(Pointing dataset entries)
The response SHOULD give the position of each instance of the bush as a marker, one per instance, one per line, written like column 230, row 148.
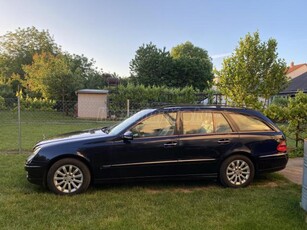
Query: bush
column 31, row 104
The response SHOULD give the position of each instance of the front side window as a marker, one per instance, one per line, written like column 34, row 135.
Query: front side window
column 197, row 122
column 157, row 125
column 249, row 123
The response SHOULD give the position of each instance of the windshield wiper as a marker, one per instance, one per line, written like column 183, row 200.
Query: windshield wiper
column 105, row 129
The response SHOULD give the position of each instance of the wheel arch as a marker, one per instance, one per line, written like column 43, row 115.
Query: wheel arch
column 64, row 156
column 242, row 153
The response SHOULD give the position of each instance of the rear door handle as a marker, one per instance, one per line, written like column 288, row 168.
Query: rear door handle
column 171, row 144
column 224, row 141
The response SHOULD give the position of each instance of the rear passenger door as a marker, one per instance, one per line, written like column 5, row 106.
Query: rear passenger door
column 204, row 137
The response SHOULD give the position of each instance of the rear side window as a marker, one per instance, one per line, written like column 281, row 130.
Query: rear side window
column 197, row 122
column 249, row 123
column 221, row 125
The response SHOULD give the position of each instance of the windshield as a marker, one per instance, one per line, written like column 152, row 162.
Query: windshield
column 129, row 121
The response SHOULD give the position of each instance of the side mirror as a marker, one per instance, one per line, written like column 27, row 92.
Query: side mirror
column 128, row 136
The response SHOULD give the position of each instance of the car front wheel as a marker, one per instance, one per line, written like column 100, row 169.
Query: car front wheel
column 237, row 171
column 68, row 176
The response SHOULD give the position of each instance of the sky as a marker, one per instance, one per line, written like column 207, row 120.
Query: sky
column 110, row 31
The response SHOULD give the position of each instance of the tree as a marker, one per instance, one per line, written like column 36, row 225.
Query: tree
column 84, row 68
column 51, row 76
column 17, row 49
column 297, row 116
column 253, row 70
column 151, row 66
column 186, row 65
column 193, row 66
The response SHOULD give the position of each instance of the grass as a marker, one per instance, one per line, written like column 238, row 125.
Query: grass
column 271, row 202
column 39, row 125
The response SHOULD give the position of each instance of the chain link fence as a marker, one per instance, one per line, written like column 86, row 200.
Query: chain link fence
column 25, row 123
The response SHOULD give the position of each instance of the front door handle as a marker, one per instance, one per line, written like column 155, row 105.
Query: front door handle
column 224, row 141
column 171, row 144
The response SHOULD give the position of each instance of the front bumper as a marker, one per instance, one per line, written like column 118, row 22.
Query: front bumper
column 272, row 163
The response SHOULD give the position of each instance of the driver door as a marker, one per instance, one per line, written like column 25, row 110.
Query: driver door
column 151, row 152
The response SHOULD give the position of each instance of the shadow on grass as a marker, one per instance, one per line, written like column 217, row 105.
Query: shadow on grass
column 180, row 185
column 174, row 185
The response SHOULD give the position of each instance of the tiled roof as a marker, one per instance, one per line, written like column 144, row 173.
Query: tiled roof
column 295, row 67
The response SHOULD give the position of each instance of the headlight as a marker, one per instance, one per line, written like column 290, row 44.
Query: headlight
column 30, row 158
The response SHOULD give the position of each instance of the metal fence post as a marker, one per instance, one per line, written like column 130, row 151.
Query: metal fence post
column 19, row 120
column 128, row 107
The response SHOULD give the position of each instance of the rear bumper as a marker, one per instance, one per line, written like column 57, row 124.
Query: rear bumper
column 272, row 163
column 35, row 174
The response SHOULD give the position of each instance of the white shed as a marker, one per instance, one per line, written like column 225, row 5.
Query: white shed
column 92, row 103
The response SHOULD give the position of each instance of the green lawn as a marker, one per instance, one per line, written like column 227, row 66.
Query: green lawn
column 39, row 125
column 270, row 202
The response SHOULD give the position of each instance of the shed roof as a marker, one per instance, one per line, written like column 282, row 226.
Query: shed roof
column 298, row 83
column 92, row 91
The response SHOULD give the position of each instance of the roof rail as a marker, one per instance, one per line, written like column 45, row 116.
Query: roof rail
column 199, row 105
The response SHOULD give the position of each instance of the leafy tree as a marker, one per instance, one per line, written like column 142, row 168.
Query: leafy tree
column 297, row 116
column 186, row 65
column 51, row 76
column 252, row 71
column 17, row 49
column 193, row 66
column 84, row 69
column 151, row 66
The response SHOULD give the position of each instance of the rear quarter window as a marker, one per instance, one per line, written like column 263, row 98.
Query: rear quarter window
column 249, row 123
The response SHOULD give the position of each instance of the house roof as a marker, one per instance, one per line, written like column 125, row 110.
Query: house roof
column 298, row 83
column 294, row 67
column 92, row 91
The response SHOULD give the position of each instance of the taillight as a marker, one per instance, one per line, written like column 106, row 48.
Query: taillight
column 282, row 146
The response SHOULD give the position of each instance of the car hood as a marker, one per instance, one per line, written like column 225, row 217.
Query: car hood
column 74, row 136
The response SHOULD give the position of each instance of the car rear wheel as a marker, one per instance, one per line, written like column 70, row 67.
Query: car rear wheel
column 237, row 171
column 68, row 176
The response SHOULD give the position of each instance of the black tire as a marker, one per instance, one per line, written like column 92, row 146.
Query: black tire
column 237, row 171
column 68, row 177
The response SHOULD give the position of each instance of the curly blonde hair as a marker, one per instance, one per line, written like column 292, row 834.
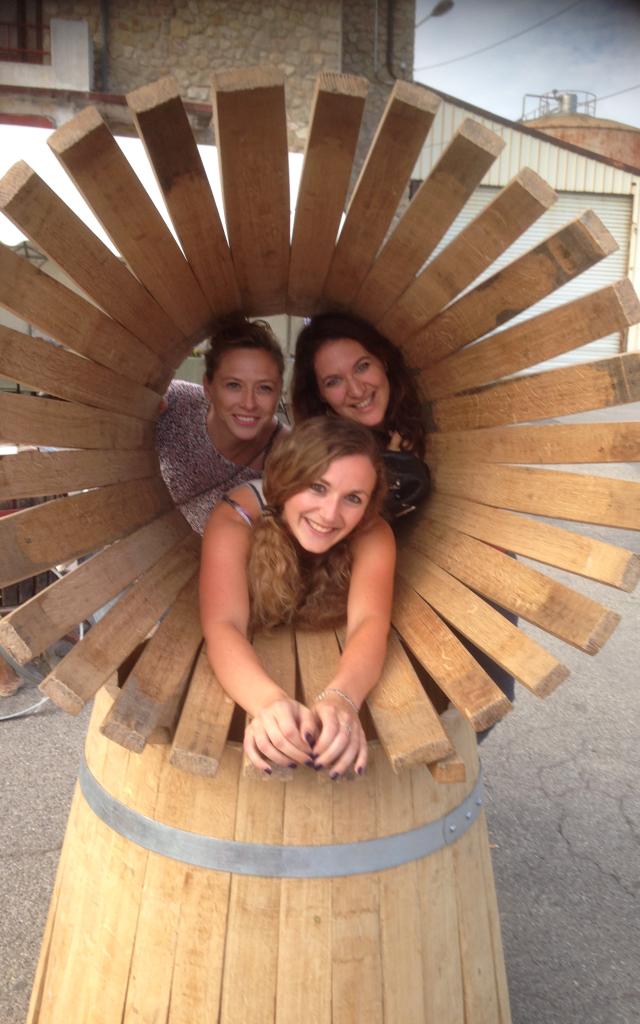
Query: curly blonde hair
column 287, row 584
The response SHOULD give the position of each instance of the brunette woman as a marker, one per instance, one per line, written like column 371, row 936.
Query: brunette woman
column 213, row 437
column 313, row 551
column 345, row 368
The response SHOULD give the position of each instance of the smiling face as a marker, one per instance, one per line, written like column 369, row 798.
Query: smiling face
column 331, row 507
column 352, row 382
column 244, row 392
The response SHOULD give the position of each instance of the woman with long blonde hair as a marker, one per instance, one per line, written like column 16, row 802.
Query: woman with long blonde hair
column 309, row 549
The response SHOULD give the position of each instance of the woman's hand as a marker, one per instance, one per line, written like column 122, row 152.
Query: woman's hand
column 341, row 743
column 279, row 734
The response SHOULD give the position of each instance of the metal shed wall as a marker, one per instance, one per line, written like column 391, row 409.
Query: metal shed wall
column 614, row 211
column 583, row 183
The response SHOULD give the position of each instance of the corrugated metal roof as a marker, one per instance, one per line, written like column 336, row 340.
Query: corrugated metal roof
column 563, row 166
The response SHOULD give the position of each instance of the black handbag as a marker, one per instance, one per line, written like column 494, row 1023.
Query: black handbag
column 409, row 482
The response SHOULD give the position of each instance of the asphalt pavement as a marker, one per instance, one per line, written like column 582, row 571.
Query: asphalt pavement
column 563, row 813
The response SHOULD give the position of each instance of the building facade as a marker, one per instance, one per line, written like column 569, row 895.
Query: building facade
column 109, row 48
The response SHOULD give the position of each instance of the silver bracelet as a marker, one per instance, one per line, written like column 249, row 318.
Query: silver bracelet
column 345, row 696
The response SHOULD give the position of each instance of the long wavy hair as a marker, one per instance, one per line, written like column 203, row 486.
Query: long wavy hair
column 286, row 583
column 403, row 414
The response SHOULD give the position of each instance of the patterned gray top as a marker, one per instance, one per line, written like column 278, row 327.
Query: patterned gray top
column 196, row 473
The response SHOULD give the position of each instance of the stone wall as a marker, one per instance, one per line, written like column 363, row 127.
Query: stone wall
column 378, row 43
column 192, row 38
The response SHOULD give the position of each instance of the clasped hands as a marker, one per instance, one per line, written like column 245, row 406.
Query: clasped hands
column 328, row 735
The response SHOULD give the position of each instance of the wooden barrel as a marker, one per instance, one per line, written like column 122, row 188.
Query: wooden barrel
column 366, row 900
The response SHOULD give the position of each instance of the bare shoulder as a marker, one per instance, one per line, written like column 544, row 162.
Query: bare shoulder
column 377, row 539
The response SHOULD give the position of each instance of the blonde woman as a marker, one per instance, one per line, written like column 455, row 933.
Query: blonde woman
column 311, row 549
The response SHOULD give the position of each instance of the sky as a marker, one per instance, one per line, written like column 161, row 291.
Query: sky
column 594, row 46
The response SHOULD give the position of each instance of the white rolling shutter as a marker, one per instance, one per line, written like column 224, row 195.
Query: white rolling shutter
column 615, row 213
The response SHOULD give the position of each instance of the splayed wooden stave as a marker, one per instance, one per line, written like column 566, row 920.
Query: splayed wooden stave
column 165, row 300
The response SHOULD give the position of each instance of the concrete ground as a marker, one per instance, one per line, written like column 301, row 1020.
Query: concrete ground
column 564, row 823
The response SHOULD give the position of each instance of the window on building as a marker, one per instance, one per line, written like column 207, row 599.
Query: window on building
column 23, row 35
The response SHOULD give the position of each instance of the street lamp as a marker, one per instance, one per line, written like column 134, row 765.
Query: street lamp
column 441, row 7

--

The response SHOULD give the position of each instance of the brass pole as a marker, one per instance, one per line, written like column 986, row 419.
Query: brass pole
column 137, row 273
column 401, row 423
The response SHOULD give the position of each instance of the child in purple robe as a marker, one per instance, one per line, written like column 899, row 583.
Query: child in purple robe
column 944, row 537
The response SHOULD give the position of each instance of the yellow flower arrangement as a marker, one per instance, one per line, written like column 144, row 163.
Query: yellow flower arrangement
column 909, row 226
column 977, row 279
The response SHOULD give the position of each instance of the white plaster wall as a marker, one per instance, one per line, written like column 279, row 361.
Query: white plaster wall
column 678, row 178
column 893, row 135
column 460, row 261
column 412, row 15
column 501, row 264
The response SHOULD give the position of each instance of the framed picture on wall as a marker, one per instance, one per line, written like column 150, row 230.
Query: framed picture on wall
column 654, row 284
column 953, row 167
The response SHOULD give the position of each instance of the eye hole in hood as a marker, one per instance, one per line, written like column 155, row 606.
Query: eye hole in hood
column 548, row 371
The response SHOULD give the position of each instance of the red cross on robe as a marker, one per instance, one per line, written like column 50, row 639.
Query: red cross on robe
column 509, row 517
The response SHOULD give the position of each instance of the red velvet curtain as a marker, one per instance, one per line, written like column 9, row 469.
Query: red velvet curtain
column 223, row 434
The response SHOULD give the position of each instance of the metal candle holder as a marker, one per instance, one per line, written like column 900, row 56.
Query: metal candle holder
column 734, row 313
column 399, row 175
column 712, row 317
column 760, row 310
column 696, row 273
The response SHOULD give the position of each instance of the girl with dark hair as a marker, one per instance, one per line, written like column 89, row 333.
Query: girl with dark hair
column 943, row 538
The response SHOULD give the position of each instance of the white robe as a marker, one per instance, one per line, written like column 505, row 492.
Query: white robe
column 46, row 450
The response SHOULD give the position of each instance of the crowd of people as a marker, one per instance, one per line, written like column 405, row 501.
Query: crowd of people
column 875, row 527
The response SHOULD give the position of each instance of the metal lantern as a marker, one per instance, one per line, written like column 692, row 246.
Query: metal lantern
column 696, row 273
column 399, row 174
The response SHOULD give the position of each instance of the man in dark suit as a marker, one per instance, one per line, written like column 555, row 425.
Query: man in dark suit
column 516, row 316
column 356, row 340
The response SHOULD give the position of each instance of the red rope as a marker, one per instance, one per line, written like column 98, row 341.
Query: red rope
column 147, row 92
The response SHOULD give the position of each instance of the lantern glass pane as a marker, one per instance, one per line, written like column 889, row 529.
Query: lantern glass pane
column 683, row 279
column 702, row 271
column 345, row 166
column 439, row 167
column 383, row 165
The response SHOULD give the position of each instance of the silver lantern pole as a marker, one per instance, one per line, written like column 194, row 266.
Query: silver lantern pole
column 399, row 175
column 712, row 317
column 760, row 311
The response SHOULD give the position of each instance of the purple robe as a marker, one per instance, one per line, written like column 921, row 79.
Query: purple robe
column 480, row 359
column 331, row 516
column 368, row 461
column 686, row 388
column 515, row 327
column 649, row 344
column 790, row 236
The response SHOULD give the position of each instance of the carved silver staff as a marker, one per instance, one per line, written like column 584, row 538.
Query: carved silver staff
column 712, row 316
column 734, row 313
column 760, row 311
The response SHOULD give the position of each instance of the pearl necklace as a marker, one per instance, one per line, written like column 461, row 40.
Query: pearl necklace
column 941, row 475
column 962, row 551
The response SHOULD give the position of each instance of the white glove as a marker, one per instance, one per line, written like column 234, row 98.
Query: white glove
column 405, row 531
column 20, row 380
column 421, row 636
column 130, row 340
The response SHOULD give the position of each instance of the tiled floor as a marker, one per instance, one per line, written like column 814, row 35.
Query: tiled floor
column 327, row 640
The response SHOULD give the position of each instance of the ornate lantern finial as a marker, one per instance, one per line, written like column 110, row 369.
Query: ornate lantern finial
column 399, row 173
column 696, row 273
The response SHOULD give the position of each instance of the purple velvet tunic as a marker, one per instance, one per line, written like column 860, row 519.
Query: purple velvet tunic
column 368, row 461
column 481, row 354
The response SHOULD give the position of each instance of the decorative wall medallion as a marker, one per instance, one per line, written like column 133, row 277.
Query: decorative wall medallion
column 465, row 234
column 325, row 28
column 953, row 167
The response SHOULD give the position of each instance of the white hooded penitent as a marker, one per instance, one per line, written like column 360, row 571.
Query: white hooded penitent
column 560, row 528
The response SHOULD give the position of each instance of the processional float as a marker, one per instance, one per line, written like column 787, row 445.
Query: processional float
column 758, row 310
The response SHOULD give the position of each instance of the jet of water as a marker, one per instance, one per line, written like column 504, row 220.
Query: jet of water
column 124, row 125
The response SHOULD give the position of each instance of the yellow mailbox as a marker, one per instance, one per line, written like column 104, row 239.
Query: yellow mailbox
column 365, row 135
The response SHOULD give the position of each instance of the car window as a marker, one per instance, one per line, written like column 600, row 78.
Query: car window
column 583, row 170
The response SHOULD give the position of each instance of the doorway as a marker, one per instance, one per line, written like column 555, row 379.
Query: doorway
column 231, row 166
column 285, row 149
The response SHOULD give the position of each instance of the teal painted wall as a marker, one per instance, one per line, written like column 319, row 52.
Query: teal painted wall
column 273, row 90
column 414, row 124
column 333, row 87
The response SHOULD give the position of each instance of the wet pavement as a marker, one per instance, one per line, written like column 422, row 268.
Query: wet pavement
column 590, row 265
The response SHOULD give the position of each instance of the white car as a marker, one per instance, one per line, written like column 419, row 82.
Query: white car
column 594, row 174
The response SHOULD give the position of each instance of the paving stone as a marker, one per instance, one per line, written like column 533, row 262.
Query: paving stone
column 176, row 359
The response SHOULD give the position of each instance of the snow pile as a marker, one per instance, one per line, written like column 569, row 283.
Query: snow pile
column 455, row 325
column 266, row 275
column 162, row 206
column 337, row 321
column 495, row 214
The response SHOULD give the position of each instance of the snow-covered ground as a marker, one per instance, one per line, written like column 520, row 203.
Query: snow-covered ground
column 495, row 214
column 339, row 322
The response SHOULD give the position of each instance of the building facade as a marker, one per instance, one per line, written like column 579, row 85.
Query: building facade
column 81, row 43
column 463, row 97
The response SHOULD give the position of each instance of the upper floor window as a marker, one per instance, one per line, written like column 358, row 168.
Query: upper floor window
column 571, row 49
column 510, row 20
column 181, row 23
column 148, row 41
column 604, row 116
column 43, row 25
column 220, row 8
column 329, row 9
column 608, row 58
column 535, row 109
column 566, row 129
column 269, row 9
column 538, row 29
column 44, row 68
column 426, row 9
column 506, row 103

Short task: Put everything in the entries above, from the line containing "230, row 148." down to the line containing "column 31, row 104", into a JSON list of strings with one string per line and blank lines omitted. Leave the pictures out.

Result for this exercise:
[
  "The response SHOULD give the position of each instance of the bush as a marker, one per instance, one per line, written like column 230, row 148.",
  "Query: bush",
  "column 31, row 104"
]